_Excerpted passage_
○ ○ ○ ○ ○ ○ ○
AI could wipe out 50% of entry-level white-collar jobs: Anthropic CEO

VIRGINIA, UNITED STATES — Artificial intelligence could eliminate half of all entry-level white-collar jobs and send the United States unemployment rate as high as 20% within the next five years, according to Dario Amodei, CEO of Anthropic, the company behind the Claude AI chatbot.
Amodei’s warning is aimed at both business leaders and policymakers, urging them to be upfront about the looming upheaval in sectors such as technology, finance, and law.
“Most of them are unaware that this is about to happen,” Amodei told Axios. “It sounds crazy, and people just don’t believe it.”
He stressed that the potential for massive layoffs is real and imminent, with the job market facing turmoil in the near future. Currently, the national unemployment rate sits at 4.2%.
○ ○ ○ ○ ○ ○ ○
_Task item_
Reproduce verbatim the part of the article on AI and entry-level jobs between "Amodei’s warning is" and "sits at 4.2%.", inclusive. The material that comes next has nothing to do with the article on AI and entry-level jobs.
○ ○ ○ ○ ○ ○ ○
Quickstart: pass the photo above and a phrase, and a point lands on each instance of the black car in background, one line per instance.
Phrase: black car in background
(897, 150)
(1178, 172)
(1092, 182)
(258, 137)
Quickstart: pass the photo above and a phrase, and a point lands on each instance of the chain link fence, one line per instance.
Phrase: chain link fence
○ ○ ○ ○ ○ ○ ○
_Exercise response_
Amodei’s warning is aimed at both business leaders and policymakers, urging them to be upfront about the looming upheaval in sectors such as technology, finance, and law.
“Most of them are unaware that this is about to happen,” Amodei told Axios. “It sounds crazy, and people just don’t believe it.”
He stressed that the potential for massive layoffs is real and imminent, with the job market facing turmoil in the near future. Currently, the national unemployment rate sits at 4.2%.